Che cos’è un “pubblico non cristiano”? Non ne ho la minima idea. È quello che legge Dan Brown o “50 sfumature di grigio”? Poi però magari legge “Le Confessioni” di Agostino o “La Divina Commedia”. Sa una cosa? Secondo me noi cattolici dovremmo avere molta più stima del nostro prossimo, e non considerare il “mondo” come una mandria di porci capaci solo di abortire, praticare l’eutanasia e sposarsi tra gente dello stesso sesso. L’uomo viene prima di tutto questo, e prima di tutte le nefandezze di cui anche noi cattolici siamo capaci. Noi siamo fortunati perché non ci ammazzano come succede in altre parti del mondo ai nostri fratelli. Dobbiamo dare meno importanza ai grandi teoremi culturali (che fanno di ogni erba un fascio) e più importanza alla carità, che ha come oggetto la persona, solo la persona.
Perché i romanzi degli scrittori cattolici, con alcune eccezioni, non sembrano avere più “impatto” di quelli “pagani”?
•••
REQUISITI DEL PROBLEMA: Prosegui il brano sugli scrittori cattolici e il pubblico non cristiano, partendo subito dopo la domanda finale sull'impatto dei loro romanzi. L'elenco proviene da una fonte diversa da quella del brano.

CONTENUTO DEL DATASET:
•••
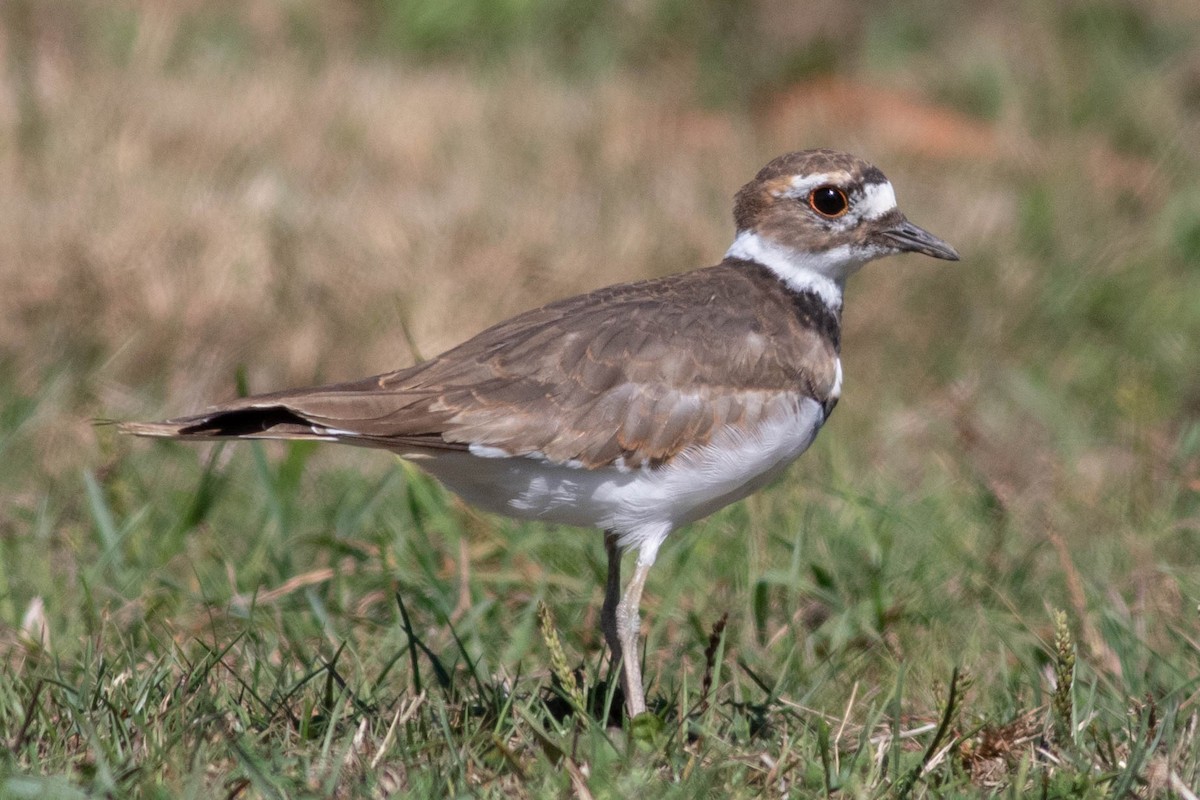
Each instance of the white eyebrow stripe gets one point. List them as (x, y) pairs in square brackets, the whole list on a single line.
[(877, 200)]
•••
RISPOSTA SCRITTA:
Spero che tutto questo non sia completamente vero. Lei stesso parla di “eccezioni”, quindi la regola non è così ferrea. Lo spero per me e per il mio lavoro di narratore. Piuttosto, ho l’impressione che per troppo tempo gli scrittori cattolici abbiano concepito il loro essere cattolici in senso troppo “culturale”, e che il loro problema sia stato il più delle volte quello di dare un’interpretazione cattolica della realtà. Della serie: la realtà la fanno gli altri, io mi affaccio alla finestra e giudico. Ma le interpretazioni sono noiose: quando uno legge vuole avventure, colpi di scena, personaggi memorabili, episodi divertenti, un po’ di erotismo, vuole ridere e piangere, inorridire, sperare, provare piacere intellettuale, non vuole interpretazioni. Uno scrittore cristiano non deve dare una “visione cristiana” delle cose, deve – se ne ha la forza – mettere a tema il cristianesimo, ossia Gesù Cristo, la Sua azione concreta nel mondo (anche senza nominarlo). Il resto è psicologia, introspezione, e alla lunga dispepsia, ulcera gastrica. La letteratura è essenzialmente un atto pugilistico: o butti giù l’avversario o è meglio che stai attento a non finirci tu, al tappeto.
Per Nicolosi, «servono parabole per la gente del nostro tempo». Quale scrittore, in questi anni, è secondo lei riuscito a scriverne di efficaci?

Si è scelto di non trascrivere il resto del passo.